### [Brief]
Below are the entries; output exactly the lines from the one containing "Please indicate the dark" through the final line, inclusive.

### [Records supplied]
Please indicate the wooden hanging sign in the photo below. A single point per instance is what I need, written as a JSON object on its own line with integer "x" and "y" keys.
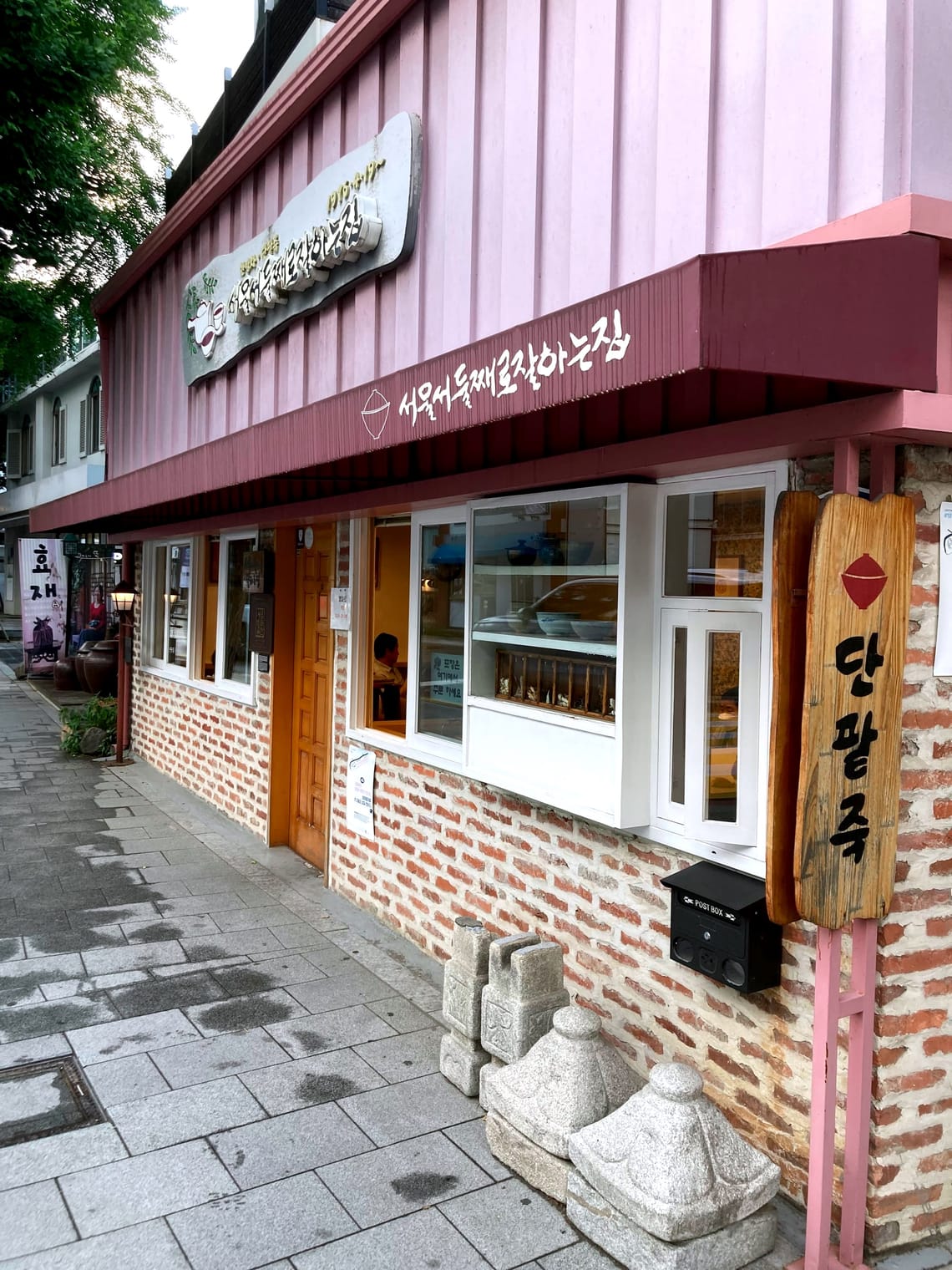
{"x": 857, "y": 619}
{"x": 792, "y": 537}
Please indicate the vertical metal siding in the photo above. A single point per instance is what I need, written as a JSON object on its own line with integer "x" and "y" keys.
{"x": 568, "y": 148}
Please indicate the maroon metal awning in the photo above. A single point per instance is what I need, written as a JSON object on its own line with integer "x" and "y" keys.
{"x": 856, "y": 312}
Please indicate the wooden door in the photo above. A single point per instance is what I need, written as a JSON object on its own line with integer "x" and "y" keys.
{"x": 311, "y": 742}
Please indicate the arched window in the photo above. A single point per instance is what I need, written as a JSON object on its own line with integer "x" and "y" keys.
{"x": 92, "y": 419}
{"x": 58, "y": 434}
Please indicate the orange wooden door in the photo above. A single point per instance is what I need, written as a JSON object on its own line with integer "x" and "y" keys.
{"x": 311, "y": 742}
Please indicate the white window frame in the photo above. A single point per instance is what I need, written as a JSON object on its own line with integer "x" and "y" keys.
{"x": 160, "y": 664}
{"x": 58, "y": 434}
{"x": 415, "y": 746}
{"x": 28, "y": 447}
{"x": 740, "y": 844}
{"x": 424, "y": 740}
{"x": 231, "y": 688}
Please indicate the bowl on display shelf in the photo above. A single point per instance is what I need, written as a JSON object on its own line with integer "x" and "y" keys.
{"x": 558, "y": 624}
{"x": 595, "y": 632}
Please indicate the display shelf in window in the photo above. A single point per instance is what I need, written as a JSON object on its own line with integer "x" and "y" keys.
{"x": 581, "y": 686}
{"x": 546, "y": 576}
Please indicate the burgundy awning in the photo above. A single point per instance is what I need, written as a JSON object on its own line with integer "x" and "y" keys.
{"x": 861, "y": 312}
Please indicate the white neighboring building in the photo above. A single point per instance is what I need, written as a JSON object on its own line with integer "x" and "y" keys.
{"x": 53, "y": 444}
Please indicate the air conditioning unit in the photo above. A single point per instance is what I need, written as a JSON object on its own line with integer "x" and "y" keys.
{"x": 14, "y": 454}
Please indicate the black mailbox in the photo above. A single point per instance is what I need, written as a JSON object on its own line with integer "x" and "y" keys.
{"x": 720, "y": 927}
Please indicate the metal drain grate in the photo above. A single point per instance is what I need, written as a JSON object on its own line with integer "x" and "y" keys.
{"x": 38, "y": 1100}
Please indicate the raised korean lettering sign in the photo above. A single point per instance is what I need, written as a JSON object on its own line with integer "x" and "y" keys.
{"x": 354, "y": 220}
{"x": 857, "y": 617}
{"x": 42, "y": 602}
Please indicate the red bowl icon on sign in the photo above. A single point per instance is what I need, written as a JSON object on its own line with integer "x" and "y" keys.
{"x": 863, "y": 581}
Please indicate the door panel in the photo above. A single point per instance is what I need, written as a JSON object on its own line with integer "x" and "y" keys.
{"x": 311, "y": 747}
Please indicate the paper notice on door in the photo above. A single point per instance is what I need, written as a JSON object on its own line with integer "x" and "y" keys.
{"x": 944, "y": 632}
{"x": 359, "y": 790}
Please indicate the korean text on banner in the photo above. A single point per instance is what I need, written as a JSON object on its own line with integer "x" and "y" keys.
{"x": 857, "y": 619}
{"x": 359, "y": 790}
{"x": 944, "y": 632}
{"x": 42, "y": 602}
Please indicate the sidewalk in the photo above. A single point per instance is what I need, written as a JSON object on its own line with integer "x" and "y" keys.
{"x": 266, "y": 1054}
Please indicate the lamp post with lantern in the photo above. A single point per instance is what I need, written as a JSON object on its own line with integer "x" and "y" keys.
{"x": 124, "y": 605}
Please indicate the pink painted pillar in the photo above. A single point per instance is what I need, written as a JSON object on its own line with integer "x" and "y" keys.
{"x": 829, "y": 1006}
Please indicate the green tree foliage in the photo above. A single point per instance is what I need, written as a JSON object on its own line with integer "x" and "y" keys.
{"x": 80, "y": 159}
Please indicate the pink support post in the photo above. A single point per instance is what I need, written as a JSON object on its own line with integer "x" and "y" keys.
{"x": 823, "y": 1101}
{"x": 858, "y": 1091}
{"x": 830, "y": 1006}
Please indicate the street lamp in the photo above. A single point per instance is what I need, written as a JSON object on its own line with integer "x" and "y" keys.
{"x": 124, "y": 598}
{"x": 124, "y": 603}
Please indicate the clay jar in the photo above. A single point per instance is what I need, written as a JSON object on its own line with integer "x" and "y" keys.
{"x": 79, "y": 666}
{"x": 102, "y": 664}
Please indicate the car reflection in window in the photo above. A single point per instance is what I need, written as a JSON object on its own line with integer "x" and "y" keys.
{"x": 588, "y": 598}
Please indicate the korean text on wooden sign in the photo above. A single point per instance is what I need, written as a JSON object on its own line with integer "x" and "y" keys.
{"x": 857, "y": 619}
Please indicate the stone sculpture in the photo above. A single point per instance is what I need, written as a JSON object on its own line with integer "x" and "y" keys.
{"x": 666, "y": 1184}
{"x": 570, "y": 1079}
{"x": 461, "y": 1057}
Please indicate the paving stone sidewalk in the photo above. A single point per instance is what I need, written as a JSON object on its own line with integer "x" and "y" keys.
{"x": 266, "y": 1053}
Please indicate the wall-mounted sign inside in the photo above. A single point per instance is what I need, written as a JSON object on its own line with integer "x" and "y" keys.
{"x": 357, "y": 219}
{"x": 944, "y": 630}
{"x": 857, "y": 617}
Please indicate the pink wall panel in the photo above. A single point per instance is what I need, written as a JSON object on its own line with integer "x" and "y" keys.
{"x": 568, "y": 146}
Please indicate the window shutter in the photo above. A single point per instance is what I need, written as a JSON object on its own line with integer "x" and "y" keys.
{"x": 14, "y": 469}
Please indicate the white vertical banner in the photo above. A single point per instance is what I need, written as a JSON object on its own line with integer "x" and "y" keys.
{"x": 944, "y": 632}
{"x": 359, "y": 790}
{"x": 42, "y": 602}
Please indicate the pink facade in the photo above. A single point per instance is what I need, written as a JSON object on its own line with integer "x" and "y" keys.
{"x": 725, "y": 135}
{"x": 574, "y": 149}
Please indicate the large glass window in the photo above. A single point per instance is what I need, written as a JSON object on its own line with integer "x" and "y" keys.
{"x": 714, "y": 608}
{"x": 234, "y": 664}
{"x": 169, "y": 566}
{"x": 441, "y": 645}
{"x": 544, "y": 603}
{"x": 58, "y": 434}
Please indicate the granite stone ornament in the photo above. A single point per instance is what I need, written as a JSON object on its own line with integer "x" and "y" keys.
{"x": 570, "y": 1079}
{"x": 666, "y": 1184}
{"x": 524, "y": 992}
{"x": 461, "y": 1057}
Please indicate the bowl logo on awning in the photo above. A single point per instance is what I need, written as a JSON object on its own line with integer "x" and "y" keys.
{"x": 354, "y": 220}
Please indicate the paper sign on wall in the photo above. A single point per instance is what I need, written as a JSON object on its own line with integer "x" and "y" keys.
{"x": 857, "y": 619}
{"x": 359, "y": 790}
{"x": 341, "y": 608}
{"x": 42, "y": 602}
{"x": 944, "y": 632}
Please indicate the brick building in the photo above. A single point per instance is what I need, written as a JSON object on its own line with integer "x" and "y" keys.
{"x": 510, "y": 322}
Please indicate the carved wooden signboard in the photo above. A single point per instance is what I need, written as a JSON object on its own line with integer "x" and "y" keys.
{"x": 857, "y": 619}
{"x": 792, "y": 536}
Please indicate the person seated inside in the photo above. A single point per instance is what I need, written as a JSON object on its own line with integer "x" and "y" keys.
{"x": 95, "y": 622}
{"x": 388, "y": 683}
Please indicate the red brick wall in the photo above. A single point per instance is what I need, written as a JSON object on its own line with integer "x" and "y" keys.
{"x": 215, "y": 747}
{"x": 446, "y": 846}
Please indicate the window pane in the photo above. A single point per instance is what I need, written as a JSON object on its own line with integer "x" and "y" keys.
{"x": 544, "y": 578}
{"x": 160, "y": 559}
{"x": 180, "y": 586}
{"x": 715, "y": 544}
{"x": 722, "y": 723}
{"x": 439, "y": 700}
{"x": 679, "y": 711}
{"x": 236, "y": 663}
{"x": 390, "y": 625}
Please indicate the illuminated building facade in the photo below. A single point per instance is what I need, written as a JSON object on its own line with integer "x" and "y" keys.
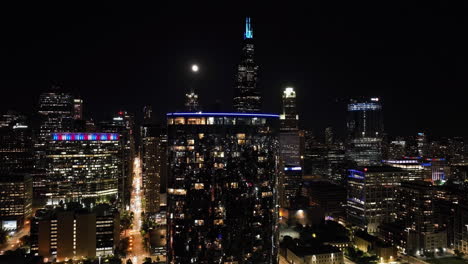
{"x": 222, "y": 189}
{"x": 154, "y": 160}
{"x": 291, "y": 150}
{"x": 74, "y": 233}
{"x": 247, "y": 98}
{"x": 83, "y": 165}
{"x": 78, "y": 109}
{"x": 365, "y": 131}
{"x": 123, "y": 124}
{"x": 56, "y": 110}
{"x": 16, "y": 144}
{"x": 15, "y": 199}
{"x": 372, "y": 196}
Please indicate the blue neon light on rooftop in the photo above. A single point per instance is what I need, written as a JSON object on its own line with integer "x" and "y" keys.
{"x": 248, "y": 29}
{"x": 222, "y": 114}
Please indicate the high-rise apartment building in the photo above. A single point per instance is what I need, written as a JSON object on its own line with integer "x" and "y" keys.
{"x": 372, "y": 196}
{"x": 78, "y": 109}
{"x": 365, "y": 131}
{"x": 83, "y": 166}
{"x": 154, "y": 163}
{"x": 16, "y": 144}
{"x": 222, "y": 193}
{"x": 15, "y": 199}
{"x": 292, "y": 148}
{"x": 124, "y": 125}
{"x": 247, "y": 97}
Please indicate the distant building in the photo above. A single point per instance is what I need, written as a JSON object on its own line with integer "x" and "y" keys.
{"x": 247, "y": 97}
{"x": 417, "y": 211}
{"x": 365, "y": 131}
{"x": 83, "y": 166}
{"x": 292, "y": 148}
{"x": 78, "y": 109}
{"x": 372, "y": 196}
{"x": 330, "y": 197}
{"x": 222, "y": 189}
{"x": 61, "y": 234}
{"x": 124, "y": 124}
{"x": 154, "y": 164}
{"x": 314, "y": 255}
{"x": 16, "y": 144}
{"x": 191, "y": 102}
{"x": 15, "y": 199}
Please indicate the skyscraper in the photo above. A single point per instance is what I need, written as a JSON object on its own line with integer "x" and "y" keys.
{"x": 154, "y": 160}
{"x": 84, "y": 165}
{"x": 365, "y": 131}
{"x": 78, "y": 109}
{"x": 291, "y": 149}
{"x": 222, "y": 191}
{"x": 191, "y": 102}
{"x": 56, "y": 110}
{"x": 247, "y": 98}
{"x": 123, "y": 124}
{"x": 289, "y": 119}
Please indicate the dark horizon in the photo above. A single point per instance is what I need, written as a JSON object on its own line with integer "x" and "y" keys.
{"x": 128, "y": 57}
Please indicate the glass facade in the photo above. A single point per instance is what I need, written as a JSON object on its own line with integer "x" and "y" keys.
{"x": 83, "y": 165}
{"x": 365, "y": 131}
{"x": 247, "y": 98}
{"x": 222, "y": 195}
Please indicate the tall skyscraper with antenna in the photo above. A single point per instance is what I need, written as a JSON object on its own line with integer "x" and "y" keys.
{"x": 247, "y": 98}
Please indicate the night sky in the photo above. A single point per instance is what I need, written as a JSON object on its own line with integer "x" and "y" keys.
{"x": 123, "y": 57}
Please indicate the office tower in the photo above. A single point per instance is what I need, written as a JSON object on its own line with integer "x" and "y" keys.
{"x": 191, "y": 102}
{"x": 84, "y": 167}
{"x": 15, "y": 199}
{"x": 222, "y": 193}
{"x": 365, "y": 128}
{"x": 417, "y": 212}
{"x": 460, "y": 228}
{"x": 422, "y": 144}
{"x": 247, "y": 97}
{"x": 329, "y": 139}
{"x": 289, "y": 119}
{"x": 56, "y": 111}
{"x": 372, "y": 196}
{"x": 123, "y": 124}
{"x": 55, "y": 115}
{"x": 73, "y": 232}
{"x": 147, "y": 114}
{"x": 78, "y": 109}
{"x": 16, "y": 144}
{"x": 154, "y": 160}
{"x": 291, "y": 150}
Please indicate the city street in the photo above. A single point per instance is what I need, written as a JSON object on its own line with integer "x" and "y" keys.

### [Task result]
Please indicate the dark horizon in the photo above. A single point per instance is what I need, written as a JSON object on its own line with integer "x" and "y" keys.
{"x": 128, "y": 57}
Please indicate the glass facade in the photo above. A single point per instance is what I need, written as a JSON object on its own line with integer "x" and "y" keys.
{"x": 83, "y": 165}
{"x": 365, "y": 131}
{"x": 247, "y": 98}
{"x": 222, "y": 195}
Please indicate the tall skyscraper with antenna in the photo above. A single point per instance is what I need, written as a JSON object on its own line with integer "x" and "y" keys.
{"x": 247, "y": 98}
Please indicate the night sky in the photo above. A single point per instance is what I need, written as a JSON object on its own line with integer "x" and "y" keys.
{"x": 123, "y": 57}
Please indicate the office tower in the photo above. A single point per instance is what I need, written as a JSON object on its own line with integer "x" and "y" keys.
{"x": 191, "y": 102}
{"x": 84, "y": 167}
{"x": 15, "y": 199}
{"x": 222, "y": 193}
{"x": 365, "y": 128}
{"x": 417, "y": 212}
{"x": 460, "y": 228}
{"x": 422, "y": 144}
{"x": 247, "y": 97}
{"x": 329, "y": 139}
{"x": 289, "y": 119}
{"x": 56, "y": 111}
{"x": 372, "y": 196}
{"x": 123, "y": 124}
{"x": 55, "y": 115}
{"x": 73, "y": 232}
{"x": 147, "y": 114}
{"x": 78, "y": 109}
{"x": 16, "y": 144}
{"x": 154, "y": 160}
{"x": 291, "y": 150}
Please indicate the city street in the photo above. A single point per instance is what I need, written as a JSON object on its own line with integer "x" and "y" keys.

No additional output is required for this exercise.